To do: Go through the material under this sentence. Return every line holding "segment".

Data for this task:
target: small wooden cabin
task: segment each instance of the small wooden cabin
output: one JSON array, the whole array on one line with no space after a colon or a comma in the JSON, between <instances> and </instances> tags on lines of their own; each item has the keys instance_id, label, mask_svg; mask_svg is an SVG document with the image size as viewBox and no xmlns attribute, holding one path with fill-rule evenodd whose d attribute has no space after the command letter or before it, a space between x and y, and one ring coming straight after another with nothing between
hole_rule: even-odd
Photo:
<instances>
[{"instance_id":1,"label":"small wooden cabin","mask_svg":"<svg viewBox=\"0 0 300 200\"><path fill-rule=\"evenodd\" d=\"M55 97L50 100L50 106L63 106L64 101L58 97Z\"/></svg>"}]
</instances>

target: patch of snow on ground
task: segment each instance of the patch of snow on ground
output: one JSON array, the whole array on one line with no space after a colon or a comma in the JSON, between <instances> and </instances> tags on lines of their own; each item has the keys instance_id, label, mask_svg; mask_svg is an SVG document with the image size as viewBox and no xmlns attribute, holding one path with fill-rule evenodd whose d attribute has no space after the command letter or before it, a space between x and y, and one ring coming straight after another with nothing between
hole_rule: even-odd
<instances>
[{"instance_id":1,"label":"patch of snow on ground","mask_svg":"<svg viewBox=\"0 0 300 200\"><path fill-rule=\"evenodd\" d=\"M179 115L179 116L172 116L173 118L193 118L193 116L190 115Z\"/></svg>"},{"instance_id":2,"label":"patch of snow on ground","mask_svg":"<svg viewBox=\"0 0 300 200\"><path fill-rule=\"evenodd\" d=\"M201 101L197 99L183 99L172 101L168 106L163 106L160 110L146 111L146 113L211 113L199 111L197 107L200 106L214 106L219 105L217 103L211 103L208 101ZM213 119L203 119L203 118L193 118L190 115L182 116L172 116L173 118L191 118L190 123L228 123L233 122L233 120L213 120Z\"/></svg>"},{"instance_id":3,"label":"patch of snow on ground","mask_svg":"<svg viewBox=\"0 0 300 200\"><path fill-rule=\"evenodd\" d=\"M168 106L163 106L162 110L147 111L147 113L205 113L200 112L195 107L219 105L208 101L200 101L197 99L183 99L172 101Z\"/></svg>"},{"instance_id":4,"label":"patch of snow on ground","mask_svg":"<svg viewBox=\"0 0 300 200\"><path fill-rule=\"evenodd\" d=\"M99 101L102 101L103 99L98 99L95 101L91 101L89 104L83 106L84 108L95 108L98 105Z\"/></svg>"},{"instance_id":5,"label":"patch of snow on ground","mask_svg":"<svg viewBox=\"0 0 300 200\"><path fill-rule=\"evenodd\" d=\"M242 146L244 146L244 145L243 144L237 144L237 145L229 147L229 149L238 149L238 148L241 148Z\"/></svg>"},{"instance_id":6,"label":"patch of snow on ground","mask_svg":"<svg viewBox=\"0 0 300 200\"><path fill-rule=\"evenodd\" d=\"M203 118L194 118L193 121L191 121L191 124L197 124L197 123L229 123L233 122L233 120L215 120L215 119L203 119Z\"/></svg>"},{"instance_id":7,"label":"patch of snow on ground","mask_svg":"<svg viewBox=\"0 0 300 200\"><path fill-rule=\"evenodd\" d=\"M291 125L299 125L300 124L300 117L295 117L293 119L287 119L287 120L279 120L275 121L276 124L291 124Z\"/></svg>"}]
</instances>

Exercise solution:
task: segment each instance of the small wooden cabin
task: segment each instance of the patch of snow on ground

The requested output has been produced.